═══ Text
Transformers.js developers face a storage problem with cross-origin models

A developer running an automatic speech recognition pipeline on one website cannot reuse a cached model downloaded by a different website, even if both sites use the exact same Hugging Face model.

The cache challenge

Transformers.js allows web developers to run inference in the browser by creating an instance of the pipeline() function. A developer might set up an automatic speech recognition task like this:

import { pipeline } from 'https://cdn.jsdelivr.net/npm/@huggingface/transformers@4.2.0';

const asr = await pipeline(
  'automatic-speech-recognition',
  'Xenova/whisper-tiny.en',
  { device: 'webgpu' },
);
const result = await asr('jfk.wav');
console.log(result);
The code specifies Xenova/whisper-tiny.en as the model. This is a standard choice for English speech recognition and is the default model for this task in Transformers.js.
══════
═══ Recorded data
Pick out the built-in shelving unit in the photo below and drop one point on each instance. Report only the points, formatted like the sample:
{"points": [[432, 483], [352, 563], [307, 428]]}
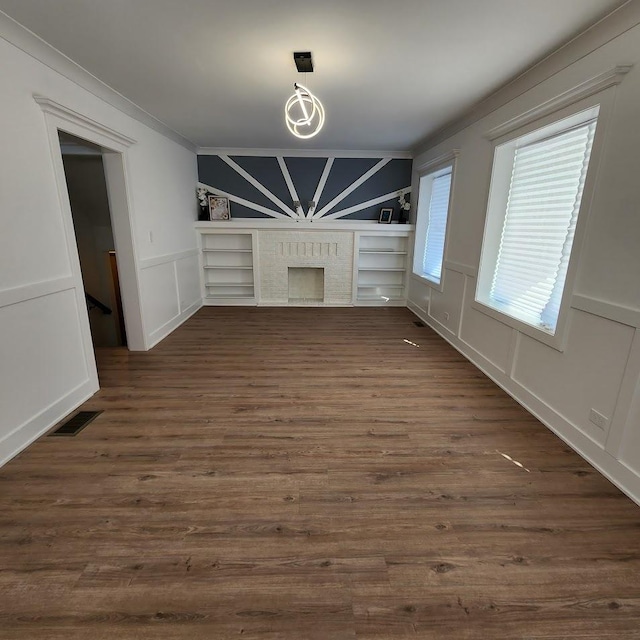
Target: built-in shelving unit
{"points": [[381, 268], [227, 264], [259, 262]]}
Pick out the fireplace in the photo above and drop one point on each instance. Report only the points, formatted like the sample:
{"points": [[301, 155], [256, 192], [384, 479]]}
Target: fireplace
{"points": [[306, 284]]}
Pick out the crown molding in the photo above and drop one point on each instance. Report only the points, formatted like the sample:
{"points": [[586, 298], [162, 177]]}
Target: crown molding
{"points": [[69, 115], [615, 24], [448, 157], [581, 91], [34, 46], [303, 153]]}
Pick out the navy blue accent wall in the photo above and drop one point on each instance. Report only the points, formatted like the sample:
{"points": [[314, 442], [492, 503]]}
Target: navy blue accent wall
{"points": [[305, 174]]}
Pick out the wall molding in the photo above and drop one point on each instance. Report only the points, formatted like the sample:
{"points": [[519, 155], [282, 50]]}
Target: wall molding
{"points": [[34, 46], [427, 166], [20, 438], [27, 292], [352, 187], [607, 310], [466, 269], [581, 91], [304, 153], [146, 263], [77, 118], [607, 29], [617, 472], [365, 205], [259, 186], [162, 332]]}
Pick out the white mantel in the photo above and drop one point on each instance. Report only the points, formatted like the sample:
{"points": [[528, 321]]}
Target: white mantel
{"points": [[361, 262], [304, 224]]}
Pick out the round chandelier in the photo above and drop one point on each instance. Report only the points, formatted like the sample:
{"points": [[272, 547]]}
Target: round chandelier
{"points": [[304, 113]]}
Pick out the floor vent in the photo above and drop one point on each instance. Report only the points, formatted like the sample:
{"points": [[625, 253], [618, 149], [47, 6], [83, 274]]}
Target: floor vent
{"points": [[74, 425]]}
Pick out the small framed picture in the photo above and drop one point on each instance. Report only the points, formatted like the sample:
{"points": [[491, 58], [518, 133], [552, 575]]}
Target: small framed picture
{"points": [[219, 208], [385, 216]]}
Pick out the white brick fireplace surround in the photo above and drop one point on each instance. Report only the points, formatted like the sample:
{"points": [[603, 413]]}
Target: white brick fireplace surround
{"points": [[252, 262]]}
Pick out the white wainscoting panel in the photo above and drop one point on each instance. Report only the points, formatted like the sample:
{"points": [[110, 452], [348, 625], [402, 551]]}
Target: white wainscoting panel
{"points": [[490, 338], [188, 278], [47, 374], [594, 359], [445, 306], [170, 291]]}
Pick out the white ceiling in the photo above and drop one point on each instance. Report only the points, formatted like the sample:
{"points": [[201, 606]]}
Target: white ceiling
{"points": [[389, 72]]}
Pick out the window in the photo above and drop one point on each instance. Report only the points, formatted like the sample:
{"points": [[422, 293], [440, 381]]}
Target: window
{"points": [[536, 191], [433, 208]]}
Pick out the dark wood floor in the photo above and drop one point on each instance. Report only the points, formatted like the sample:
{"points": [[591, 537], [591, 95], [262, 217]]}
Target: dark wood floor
{"points": [[308, 474]]}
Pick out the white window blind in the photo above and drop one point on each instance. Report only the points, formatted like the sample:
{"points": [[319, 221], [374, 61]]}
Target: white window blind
{"points": [[437, 226], [546, 188]]}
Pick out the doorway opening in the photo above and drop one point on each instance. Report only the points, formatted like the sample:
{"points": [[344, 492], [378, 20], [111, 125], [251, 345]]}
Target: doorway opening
{"points": [[90, 211]]}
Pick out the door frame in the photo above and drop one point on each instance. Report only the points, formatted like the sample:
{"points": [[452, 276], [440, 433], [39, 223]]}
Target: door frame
{"points": [[115, 146]]}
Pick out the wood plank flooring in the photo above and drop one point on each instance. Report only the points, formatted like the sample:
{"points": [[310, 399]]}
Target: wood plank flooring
{"points": [[307, 474]]}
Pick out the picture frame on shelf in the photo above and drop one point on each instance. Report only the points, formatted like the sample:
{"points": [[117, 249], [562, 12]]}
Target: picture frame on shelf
{"points": [[219, 208], [385, 216]]}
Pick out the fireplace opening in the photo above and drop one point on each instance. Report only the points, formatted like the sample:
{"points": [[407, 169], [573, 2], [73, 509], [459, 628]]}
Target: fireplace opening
{"points": [[306, 284]]}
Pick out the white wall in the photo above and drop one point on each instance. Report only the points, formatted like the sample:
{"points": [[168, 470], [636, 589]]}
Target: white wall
{"points": [[600, 366], [45, 370]]}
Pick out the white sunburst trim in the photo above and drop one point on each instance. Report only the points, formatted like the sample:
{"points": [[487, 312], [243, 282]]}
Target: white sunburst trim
{"points": [[320, 188], [364, 205], [246, 203], [292, 189], [352, 187], [258, 185]]}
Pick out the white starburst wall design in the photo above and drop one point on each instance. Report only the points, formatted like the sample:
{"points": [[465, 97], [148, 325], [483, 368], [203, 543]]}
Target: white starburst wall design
{"points": [[309, 211]]}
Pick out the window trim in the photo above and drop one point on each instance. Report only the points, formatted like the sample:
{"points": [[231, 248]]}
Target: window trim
{"points": [[433, 166], [604, 100]]}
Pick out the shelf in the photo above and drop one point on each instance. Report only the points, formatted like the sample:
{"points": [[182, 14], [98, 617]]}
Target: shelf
{"points": [[380, 286], [387, 252], [227, 267], [228, 284]]}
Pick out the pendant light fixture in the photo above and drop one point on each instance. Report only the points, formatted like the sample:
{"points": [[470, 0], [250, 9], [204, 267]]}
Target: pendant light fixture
{"points": [[304, 113]]}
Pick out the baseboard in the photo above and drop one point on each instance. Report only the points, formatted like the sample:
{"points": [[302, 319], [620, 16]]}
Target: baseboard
{"points": [[618, 473], [160, 334], [19, 439]]}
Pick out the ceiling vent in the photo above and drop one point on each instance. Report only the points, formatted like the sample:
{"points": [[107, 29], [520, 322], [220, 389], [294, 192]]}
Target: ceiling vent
{"points": [[303, 61]]}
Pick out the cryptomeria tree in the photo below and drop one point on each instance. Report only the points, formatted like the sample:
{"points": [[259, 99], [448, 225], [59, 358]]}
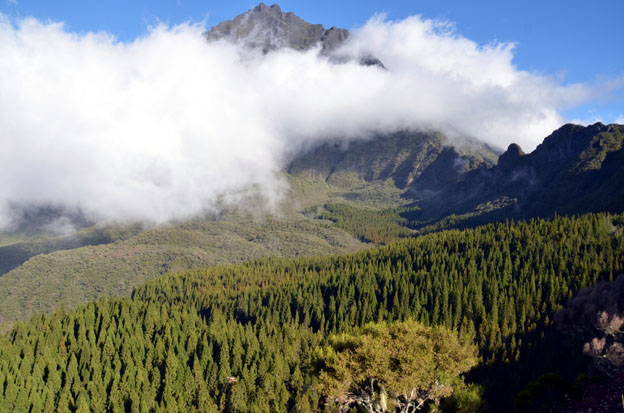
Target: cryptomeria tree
{"points": [[399, 367]]}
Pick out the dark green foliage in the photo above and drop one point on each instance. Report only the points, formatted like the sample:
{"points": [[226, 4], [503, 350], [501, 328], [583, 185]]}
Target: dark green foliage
{"points": [[79, 275], [239, 338]]}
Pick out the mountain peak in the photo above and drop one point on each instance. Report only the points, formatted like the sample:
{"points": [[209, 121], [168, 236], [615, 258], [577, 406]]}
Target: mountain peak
{"points": [[269, 28]]}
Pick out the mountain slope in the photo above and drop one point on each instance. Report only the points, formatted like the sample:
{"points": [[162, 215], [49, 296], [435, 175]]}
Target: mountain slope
{"points": [[79, 275], [406, 158], [576, 169], [268, 28]]}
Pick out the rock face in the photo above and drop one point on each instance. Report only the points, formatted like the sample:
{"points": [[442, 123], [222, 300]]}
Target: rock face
{"points": [[576, 169], [268, 28]]}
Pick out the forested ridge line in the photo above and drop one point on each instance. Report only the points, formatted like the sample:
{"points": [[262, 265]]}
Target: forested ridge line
{"points": [[239, 338]]}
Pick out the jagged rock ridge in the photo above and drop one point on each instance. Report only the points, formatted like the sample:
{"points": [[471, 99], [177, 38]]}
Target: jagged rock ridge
{"points": [[268, 28]]}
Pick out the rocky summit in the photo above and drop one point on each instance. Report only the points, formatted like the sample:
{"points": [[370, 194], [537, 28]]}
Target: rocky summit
{"points": [[269, 28]]}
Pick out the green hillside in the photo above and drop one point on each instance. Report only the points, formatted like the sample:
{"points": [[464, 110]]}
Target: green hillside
{"points": [[240, 338], [75, 276]]}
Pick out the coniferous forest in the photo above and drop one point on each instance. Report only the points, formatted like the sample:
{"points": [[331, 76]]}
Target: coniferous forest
{"points": [[247, 337]]}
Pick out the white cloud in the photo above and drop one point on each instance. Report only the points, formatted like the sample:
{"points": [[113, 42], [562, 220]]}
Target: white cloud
{"points": [[167, 125]]}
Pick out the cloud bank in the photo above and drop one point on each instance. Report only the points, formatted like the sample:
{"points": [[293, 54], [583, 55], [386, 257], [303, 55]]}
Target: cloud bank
{"points": [[169, 125]]}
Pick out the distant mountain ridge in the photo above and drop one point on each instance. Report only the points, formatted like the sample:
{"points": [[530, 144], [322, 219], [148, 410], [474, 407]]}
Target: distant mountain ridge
{"points": [[576, 169], [268, 28], [408, 158]]}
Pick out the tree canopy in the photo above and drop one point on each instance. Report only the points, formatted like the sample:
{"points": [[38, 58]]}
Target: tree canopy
{"points": [[399, 367]]}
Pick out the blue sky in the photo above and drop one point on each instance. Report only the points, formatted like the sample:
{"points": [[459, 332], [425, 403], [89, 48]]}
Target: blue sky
{"points": [[573, 41]]}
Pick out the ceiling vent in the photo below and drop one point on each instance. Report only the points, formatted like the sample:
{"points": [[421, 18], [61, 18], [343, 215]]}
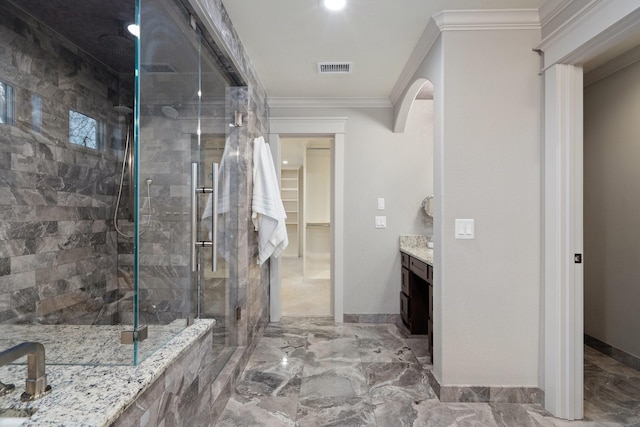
══════
> [Work to complete]
1/ In the Transformers.js text, which model is the default for automatic speech recognition?
2/ Please say whether each statement agrees with the Transformers.js text, answering yes or no and quoting the words that decide it. (a) A website can reuse a cached model that another website downloaded if both use the same Hugging Face model. (b) The example pipeline is set to run on WebGPU. (c) Transformers.js runs inference in the browser.
3/ Carry on the Transformers.js text from where it stops.

> [Results of the tasks]
1/ Xenova/whisper-tiny.en

2/
(a) No: "cannot reuse a cached model downloaded by a different website, even if both sites use the exact same Hugging Face model"
(b) Yes: "{ device: 'webgpu' }"
(c) Yes: "run inference in the browser"

3/
Model resources
When you run the example in a browser, Transformers.js downloads and caches the necessary model resources and WebAssembly (Wasm) files. Chrome DevTools shows these files in the Cache storage section. On a page reload, the browser serves the resources from the Cache API, and the model returns results almost instantly.
However, Xenova/whisper-tiny.en is a popular model. Many different apps might use it. If you visit a different origin running the same example, the browser must download and cache all the model resources again, even if they are byte-for-byte identical to what another site already has. In this test, the duplicate download and storage added up to 177 MB. This waste grows quickly.
Wasm runtime resources
The issue worsens when you add a second pipeline, such as sentiment analysis. This task uses the Xenova/distilbert-base-uncased-finetuned-sst-2-english model by default. Transformers.js selects this automatically if you do not specify a model.
const classifier = await pipeline('sentiment-analysis');
const sentiment = await classifier(result.text);
pre.append('\n\n' + JSON.stringify(sentiment, null, 2));
Two different AI models rely on the same 4,733 kB ort-wasm-simd-threaded.asyncify.wasm WebAssembly runtime file from the underlying ONNX Runtime library. Open the extended demo on a different origin, and you will see in the Network tab that the Wasm runtime downloads and caches again.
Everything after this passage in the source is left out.